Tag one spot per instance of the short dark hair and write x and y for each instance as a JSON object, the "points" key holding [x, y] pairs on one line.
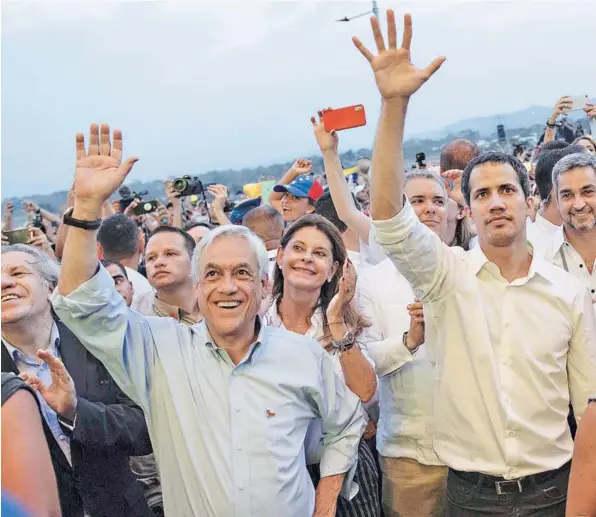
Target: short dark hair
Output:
{"points": [[457, 154], [196, 224], [119, 237], [189, 242], [496, 157], [326, 208], [552, 145], [543, 174], [570, 162], [105, 263]]}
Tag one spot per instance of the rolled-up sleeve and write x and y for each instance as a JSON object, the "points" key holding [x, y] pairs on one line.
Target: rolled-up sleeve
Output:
{"points": [[120, 338], [342, 425], [418, 254]]}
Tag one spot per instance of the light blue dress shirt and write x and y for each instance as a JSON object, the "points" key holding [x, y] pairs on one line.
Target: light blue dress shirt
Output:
{"points": [[228, 439], [42, 371]]}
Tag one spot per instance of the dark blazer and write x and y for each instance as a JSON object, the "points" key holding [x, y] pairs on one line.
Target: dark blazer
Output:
{"points": [[109, 428]]}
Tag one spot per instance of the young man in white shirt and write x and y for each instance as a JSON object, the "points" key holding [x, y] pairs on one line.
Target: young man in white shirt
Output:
{"points": [[574, 244], [512, 336]]}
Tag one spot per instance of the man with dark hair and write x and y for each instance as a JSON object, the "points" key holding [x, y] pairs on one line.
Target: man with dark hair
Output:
{"points": [[457, 154], [168, 260], [548, 218], [197, 230], [119, 239], [574, 243], [120, 277], [513, 337]]}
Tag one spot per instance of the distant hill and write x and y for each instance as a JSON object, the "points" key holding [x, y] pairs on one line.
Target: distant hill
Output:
{"points": [[487, 125]]}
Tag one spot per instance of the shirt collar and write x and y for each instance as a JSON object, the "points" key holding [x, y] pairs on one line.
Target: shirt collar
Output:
{"points": [[54, 347], [167, 310], [558, 240], [538, 266]]}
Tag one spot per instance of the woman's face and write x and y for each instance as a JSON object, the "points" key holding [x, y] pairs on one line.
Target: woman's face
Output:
{"points": [[588, 145], [307, 260]]}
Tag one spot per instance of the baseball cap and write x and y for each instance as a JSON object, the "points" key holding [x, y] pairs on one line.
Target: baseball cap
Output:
{"points": [[302, 186]]}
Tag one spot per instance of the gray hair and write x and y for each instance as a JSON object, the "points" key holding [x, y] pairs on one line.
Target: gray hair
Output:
{"points": [[426, 175], [229, 230], [569, 162], [47, 268]]}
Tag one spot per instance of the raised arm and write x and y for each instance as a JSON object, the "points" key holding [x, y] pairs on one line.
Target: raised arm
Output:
{"points": [[397, 79], [342, 198], [297, 169], [86, 300], [98, 174], [415, 250]]}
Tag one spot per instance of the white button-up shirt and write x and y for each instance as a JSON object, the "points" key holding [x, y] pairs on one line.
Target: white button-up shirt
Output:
{"points": [[562, 254], [508, 354], [540, 233], [406, 380], [228, 438]]}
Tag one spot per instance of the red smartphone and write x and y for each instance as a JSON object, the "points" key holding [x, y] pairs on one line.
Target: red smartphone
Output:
{"points": [[344, 118]]}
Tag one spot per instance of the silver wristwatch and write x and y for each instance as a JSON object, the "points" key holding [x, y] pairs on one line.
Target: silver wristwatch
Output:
{"points": [[345, 343]]}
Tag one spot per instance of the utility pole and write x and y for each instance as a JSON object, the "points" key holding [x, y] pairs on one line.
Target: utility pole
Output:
{"points": [[374, 10]]}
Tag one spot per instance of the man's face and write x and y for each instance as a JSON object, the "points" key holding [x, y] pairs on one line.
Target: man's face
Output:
{"points": [[429, 202], [293, 208], [167, 261], [577, 198], [123, 284], [498, 204], [25, 295], [230, 290], [198, 232]]}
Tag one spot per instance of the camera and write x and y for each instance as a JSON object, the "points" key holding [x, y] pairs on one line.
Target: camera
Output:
{"points": [[128, 196], [188, 185], [421, 160]]}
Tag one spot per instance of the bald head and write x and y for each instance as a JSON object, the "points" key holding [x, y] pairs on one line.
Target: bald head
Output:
{"points": [[457, 154], [267, 223]]}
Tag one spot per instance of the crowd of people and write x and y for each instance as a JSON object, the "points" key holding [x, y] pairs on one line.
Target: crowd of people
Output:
{"points": [[412, 343]]}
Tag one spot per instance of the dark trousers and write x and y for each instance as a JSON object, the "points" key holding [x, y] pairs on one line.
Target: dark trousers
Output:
{"points": [[366, 503], [540, 496]]}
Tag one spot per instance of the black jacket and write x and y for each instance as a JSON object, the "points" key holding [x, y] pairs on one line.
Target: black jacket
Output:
{"points": [[109, 428]]}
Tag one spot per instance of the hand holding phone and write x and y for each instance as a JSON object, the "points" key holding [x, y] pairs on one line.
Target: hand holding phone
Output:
{"points": [[344, 118]]}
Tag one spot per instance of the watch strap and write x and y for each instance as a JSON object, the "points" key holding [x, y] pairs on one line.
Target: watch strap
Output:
{"points": [[79, 223]]}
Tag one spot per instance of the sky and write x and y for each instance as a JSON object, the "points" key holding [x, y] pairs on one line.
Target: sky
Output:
{"points": [[198, 86]]}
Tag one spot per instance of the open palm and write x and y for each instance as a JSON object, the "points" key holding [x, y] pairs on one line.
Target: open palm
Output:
{"points": [[100, 171], [395, 74]]}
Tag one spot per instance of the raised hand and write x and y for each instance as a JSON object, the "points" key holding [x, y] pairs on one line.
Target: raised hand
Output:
{"points": [[61, 396], [220, 193], [100, 170], [563, 106], [416, 333], [395, 74], [328, 141], [345, 293], [39, 240], [300, 167]]}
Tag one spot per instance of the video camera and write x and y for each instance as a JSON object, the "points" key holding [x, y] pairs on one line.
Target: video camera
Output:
{"points": [[128, 196]]}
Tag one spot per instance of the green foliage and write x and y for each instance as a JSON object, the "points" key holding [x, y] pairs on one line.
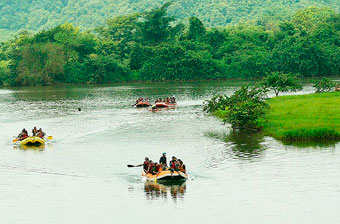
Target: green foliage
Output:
{"points": [[245, 107], [323, 85], [217, 103], [152, 45], [5, 73], [45, 14], [242, 110], [304, 117], [281, 82], [196, 29], [40, 63], [156, 27]]}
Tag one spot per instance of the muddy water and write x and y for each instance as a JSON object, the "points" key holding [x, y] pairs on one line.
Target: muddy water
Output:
{"points": [[82, 177]]}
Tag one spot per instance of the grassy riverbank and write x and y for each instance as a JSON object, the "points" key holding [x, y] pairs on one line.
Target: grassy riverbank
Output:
{"points": [[304, 117]]}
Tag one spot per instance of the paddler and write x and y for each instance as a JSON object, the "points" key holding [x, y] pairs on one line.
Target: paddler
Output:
{"points": [[23, 134], [172, 164], [146, 164], [34, 131], [40, 133], [162, 161], [182, 166]]}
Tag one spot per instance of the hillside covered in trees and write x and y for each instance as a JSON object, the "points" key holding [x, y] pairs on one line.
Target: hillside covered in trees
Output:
{"points": [[155, 46], [34, 15]]}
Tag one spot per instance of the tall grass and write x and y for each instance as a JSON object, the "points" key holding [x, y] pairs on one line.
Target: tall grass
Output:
{"points": [[304, 117]]}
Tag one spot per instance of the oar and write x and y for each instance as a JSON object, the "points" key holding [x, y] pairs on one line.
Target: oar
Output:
{"points": [[135, 165]]}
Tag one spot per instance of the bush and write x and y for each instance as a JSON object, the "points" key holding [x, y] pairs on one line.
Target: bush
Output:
{"points": [[242, 109], [323, 85], [281, 82]]}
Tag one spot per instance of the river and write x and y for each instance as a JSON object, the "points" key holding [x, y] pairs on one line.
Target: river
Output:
{"points": [[82, 175]]}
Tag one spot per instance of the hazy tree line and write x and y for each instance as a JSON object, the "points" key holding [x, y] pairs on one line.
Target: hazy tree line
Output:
{"points": [[155, 46], [33, 15]]}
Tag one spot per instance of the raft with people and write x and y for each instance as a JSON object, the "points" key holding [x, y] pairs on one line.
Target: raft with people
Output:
{"points": [[159, 103], [165, 175], [141, 102], [153, 171], [37, 138]]}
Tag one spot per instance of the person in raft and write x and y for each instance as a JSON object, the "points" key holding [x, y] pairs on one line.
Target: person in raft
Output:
{"points": [[173, 164], [23, 134], [181, 166], [34, 131], [40, 133], [162, 161], [146, 164]]}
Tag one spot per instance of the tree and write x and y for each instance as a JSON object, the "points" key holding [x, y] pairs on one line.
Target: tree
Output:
{"points": [[281, 82], [196, 29], [156, 27], [40, 64], [323, 85]]}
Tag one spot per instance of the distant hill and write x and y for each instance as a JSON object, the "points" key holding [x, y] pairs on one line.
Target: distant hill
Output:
{"points": [[35, 15]]}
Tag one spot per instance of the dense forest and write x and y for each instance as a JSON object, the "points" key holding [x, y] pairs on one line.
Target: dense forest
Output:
{"points": [[33, 15], [155, 46]]}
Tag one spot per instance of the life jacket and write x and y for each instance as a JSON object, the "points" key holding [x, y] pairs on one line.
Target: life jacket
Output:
{"points": [[172, 165], [150, 168], [181, 168], [146, 165], [155, 168]]}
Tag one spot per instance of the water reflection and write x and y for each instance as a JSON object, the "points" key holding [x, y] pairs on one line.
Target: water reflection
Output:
{"points": [[162, 190], [311, 144], [245, 146], [241, 145]]}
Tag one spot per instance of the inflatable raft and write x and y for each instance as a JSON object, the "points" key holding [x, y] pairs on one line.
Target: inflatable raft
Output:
{"points": [[143, 104], [166, 176], [161, 104], [32, 141]]}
------------------------------------------------------------------------
Repeat, character for character, the lines from the one that holds "Tag one spot per instance of the person" to the final line of the material, inclusive, and no other lines.

- _RESULT OF THE TASK_:
Tag one spot per instance of the person in raft and write x and y for each instance as a JSON object, the "points" key holding [x, y] pairs on one line.
Target: person in raft
Output:
{"points": [[173, 164], [23, 134], [181, 166], [34, 131], [40, 133], [162, 161], [146, 164]]}
Tag one spot per instance of the tree and write x and y for each instance as a JSON object, the "points" key holding [x, y] pairs on one line.
Target: tree
Output:
{"points": [[281, 82], [196, 29], [156, 27], [40, 64], [323, 85]]}
Tag one spot per instance of the distant hill and write x and y for each instance as a JSON object, the "points" key holding [x, y] pairs on one line.
Target: distant hill
Output:
{"points": [[35, 15]]}
Tag one spot per instance of the dense forest and write x and y for each instance as a JSON object, the "points" key holding [x, y] pairs on one line.
Target: dense forest
Output:
{"points": [[33, 15], [155, 46]]}
Tag one spot per instance of the life jacket and write x and y for each instance as a JSON object, the "points" key holding [x, y] pairs on one line.
Target: life jacket
Output:
{"points": [[172, 165], [150, 168], [181, 168], [146, 165], [155, 168]]}
Tag one spot per instance of the water reflection and write x and y for each instance as a JSON object, the "points" key holding [x, y] pairs on one line.
Target: water reflection
Output:
{"points": [[162, 190], [311, 144], [245, 146], [241, 145]]}
Tag one spot per instance of the inflatable raft and write x and y for each instance as a JSON object, the "points" key holding [x, y] pairs on one line.
Target: inflatable raft
Output:
{"points": [[143, 104], [166, 176], [161, 104], [32, 141]]}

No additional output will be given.